_DOCUMENT_:
Unit 1
1. Cloud Computing: Definition and Components
Definition:
o A model that provides on-demand network access to shared configurable computing
resources.
o Delivers computing as a utility (like water or electricity) on a pay-as-you-go basis.
Key Components:
o Hardware Infrastructure: Servers, storage, and networking devices.
o Virtualization Layer: Hypervisors that create virtual machines.
o Management & Orchestration Software: Tools for resource allocation, monitoring,
and automation.
o Service Delivery Models: Frameworks for offering services (SaaS, PaaS, IaaS).
o Data Centers: Facilities housing the physical infrastructure.
Diagram: Cloud Computing Components
+------------------+
| End Users |
+--------+---------+
Internet/Network
+--------v--------------+
| Cloud Frontend | <-- Portals, APIs, Web Interfaces
+--------+--------------+
+--------v------------------+
| Cloud Management | <-- Provisioning, Billing, Monitoring
+--------+------------------+
+--------v-----------+
| Infrastructure | <-- Virtualized Servers, Storage, Network
+---------------------+
2. Characteristics, Advantages, and Disadvantages of Cloud Computing
Characteristics:
o On-Demand Self-Service: Users can provision resources without human
intervention.
o Broad Network Access: Accessible over the Internet from various devices.
o Resource Pooling: Shared multi-tenant model with dynamic resource allocation.
o Rapid Elasticity: Scalable resources that can quickly expand or contract.
o Measured Service: Resource usage is monitored and billed on a pay-per-use basis.
Advantages:
o Cost Efficiency: Reduces capital expenditure (CapEx) by shifting to operational
expense (OpEx).
o Scalability: Easily adjust resources based on demand.
o Accessibility: Remote access to data and applications.
o Maintenance: Provider handles hardware/software maintenance and updates.
Disadvantages:
o Security Concerns: Data privacy and compliance issues.
o Downtime: Reliance on internet connectivity can cause availability issues.
o Limited Control: Organizations may have less control over infrastructure.
o Vendor Lock-In: Dependency on specific providers’ technologies and policies.
3. Cloud Service Models: SaaS, PaaS, IaaS, and Storage
Software as a Service (SaaS):
o Applications delivered over the Internet.
o Examples: Google Workspace, Salesforce.
o Key Points: No need for local installation, automatic updates, subscription-based.
Platform as a Service (PaaS):
o Provides a platform to develop, test, and deploy applications.
o Examples: Google App Engine, Microsoft Azure App Service.
o Key Points: Offers development tools, middleware, and database management.
Infrastructure as a Service (IaaS):
o Virtualized computing resources over the Internet.
o Examples: Amazon EC2, Microsoft Azure Virtual Machines.

_AIM_:
Write the next part of the cloud computing notes, picking up right after the last line shown.

_RECORDED INFORMATION_:
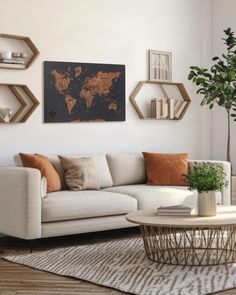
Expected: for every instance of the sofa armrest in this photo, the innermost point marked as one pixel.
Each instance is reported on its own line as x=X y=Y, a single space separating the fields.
x=20 y=202
x=225 y=192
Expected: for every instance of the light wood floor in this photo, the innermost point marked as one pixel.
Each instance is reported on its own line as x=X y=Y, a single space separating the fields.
x=20 y=280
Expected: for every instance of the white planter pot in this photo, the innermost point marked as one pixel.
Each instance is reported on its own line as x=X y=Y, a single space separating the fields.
x=207 y=203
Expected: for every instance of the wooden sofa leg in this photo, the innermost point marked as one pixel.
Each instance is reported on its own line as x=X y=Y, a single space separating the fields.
x=31 y=245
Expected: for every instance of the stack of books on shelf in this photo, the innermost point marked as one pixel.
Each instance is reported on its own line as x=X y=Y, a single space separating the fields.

_WRITTEN RESPONSE_:
o Key Points: Provides storage, servers, and networking; users manage OS and
applications.
Cloud Storage Services:
o Scalable storage solutions accessed over the Internet.
o Examples: Amazon S3, Google Cloud Storage.
o Key Points: Highly durable, redundant, accessible anytime; billed based on usage.
4. Cloud Computing Reference Model
Layers of the Reference Model:
o Hardware/Infrastructure Layer: Physical servers, storage, network.
o Virtualization Layer: Abstracts hardware resources.
o Resource Management Layer: Manages provisioning, load balancing, and scaling.
o Service Layer: Offers SaaS, PaaS, and IaaS.
o User/Client Layer: Interfaces for end users (web portals, mobile apps).
Diagram: Cloud Reference Model
+--------------------+
| User/Client | <-- End User Applications
+---------+----------+
+---------v----------+
| Service Layer | <-- SaaS, PaaS, IaaS
+---------+----------+
+---------v----------+
| Resource Management| <-- Provisioning, Monitoring
+---------+----------+
+---------v----------+
| Virtualization Layer| <-- Hypervisors, Containers
+---------+----------+
+---------v------------------+
| Hardware/Infra Layer| <-- Servers, Storage, Networks
+-----------------------------+
5. Cloud Deployment Models
Public Cloud:
o Description: Services offered over the public internet by third-party providers.
o Advantages: Economies of scale, cost-effective, high scalability.
o Examples: AWS, Microsoft Azure, Google Cloud.
Private Cloud:
o Description: Cloud infrastructure dedicated to a single organization.
o Advantages: Greater control, enhanced security.
o Examples: On-premises data centers or hosted private clouds.
Hybrid Cloud:
o Description: Combination of public and private clouds.
o Advantages: Flexibility, optimized resource usage, balancing security and scalability.
Community Cloud:
o Description: Shared by several organizations with common requirements.
o Advantages: Cost-sharing, tailored security and compliance.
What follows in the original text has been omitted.